* **WORK REQUIRED**
In full and without alteration, write out the records.

(Items listed in a dataset)
- Opening Delimiter -
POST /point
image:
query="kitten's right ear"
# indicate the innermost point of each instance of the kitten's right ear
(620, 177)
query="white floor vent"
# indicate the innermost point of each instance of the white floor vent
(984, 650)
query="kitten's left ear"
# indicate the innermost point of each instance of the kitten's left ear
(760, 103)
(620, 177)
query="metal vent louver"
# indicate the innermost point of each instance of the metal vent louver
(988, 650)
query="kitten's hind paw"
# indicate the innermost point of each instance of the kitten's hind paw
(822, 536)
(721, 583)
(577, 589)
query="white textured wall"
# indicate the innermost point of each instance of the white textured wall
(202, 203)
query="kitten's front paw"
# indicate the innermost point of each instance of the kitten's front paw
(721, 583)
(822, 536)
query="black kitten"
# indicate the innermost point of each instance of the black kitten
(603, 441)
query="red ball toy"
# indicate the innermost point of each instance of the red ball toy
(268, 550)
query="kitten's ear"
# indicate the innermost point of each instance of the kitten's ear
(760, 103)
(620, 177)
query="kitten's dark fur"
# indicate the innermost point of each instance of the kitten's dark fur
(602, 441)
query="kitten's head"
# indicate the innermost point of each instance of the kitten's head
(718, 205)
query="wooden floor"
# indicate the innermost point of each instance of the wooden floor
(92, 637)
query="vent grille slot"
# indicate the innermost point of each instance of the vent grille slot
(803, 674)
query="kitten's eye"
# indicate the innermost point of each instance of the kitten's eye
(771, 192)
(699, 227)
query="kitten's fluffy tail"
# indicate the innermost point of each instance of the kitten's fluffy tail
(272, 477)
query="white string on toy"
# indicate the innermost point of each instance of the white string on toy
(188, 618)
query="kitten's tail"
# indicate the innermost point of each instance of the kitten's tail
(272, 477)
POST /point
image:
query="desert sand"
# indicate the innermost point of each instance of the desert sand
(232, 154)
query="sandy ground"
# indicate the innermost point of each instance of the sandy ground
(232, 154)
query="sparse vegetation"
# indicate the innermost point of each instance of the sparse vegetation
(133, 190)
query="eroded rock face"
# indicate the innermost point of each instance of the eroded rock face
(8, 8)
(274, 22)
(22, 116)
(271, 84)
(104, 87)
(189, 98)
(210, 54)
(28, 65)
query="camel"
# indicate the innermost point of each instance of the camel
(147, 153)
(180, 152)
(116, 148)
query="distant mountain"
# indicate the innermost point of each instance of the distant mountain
- Closing Delimiter -
* **WRITTEN ANSWER**
POST /point
image:
query="kitten's right ear"
# indicate the innermost point of each instance of the kitten's right ear
(620, 177)
query="white floor vent"
# indicate the innermost point of each instance of the white floor vent
(984, 650)
query="kitten's left ear"
# indicate the innermost point of each instance of the kitten's left ear
(760, 103)
(620, 177)
query="metal vent louver"
# indicate the innermost point of each instance of the metal vent louver
(988, 650)
query="kitten's hind paw"
# indicate the innermost point of each instance of the kitten's hind paw
(822, 536)
(721, 583)
(577, 589)
query="white textured wall"
# indicate the innermost point of each instance of the white textured wall
(202, 203)
query="kitten's front paw"
# indicate the innermost point of each instance of the kitten's front paw
(721, 583)
(822, 536)
query="black kitten"
# indicate the innermost point of each instance of the black kitten
(603, 441)
query="red ball toy"
# indicate the innermost point of each instance of the red ball toy
(268, 550)
query="kitten's ear"
# indicate the innermost point of each instance of the kitten's ear
(760, 103)
(620, 177)
query="kitten's dark fur"
# indicate the innermost point of each instance of the kitten's dark fur
(602, 441)
query="kitten's head"
# indicate the innermost point of each instance of the kitten's head
(718, 205)
query="wooden floor"
# indicate the innermost point of each instance of the wooden floor
(92, 637)
query="vent grille slot"
# indicate the innermost point of each instance of the vent grille slot
(803, 674)
query="kitten's eye"
# indicate the innermost point of each instance of the kitten's eye
(771, 192)
(699, 227)
query="kitten's fluffy tail"
# indicate the innermost point of each instance of the kitten's fluffy tail
(272, 477)
query="white string on toy"
# indicate the innermost point of each instance of the white string on toy
(188, 618)
query="kitten's tail"
# indicate the innermost point of each instance of the kitten's tail
(272, 477)
POST /point
image:
query="desert sand"
# indicate the innermost point of each instance of the desert sand
(232, 154)
query="sandy ground"
# indicate the innermost point of each instance of the sandy ground
(232, 154)
query="sparse vegetation"
# indicate the innermost point of each instance of the sparse vegetation
(133, 190)
query="eroded rock face"
# indicate the innermost point of each instance of the eroded rock face
(8, 8)
(274, 22)
(22, 116)
(271, 84)
(104, 87)
(189, 98)
(210, 54)
(28, 65)
query="camel"
# indicate the innermost point of each instance of the camel
(147, 153)
(180, 152)
(116, 148)
query="distant mountain"
# indicate the innermost point of each instance of the distant mountain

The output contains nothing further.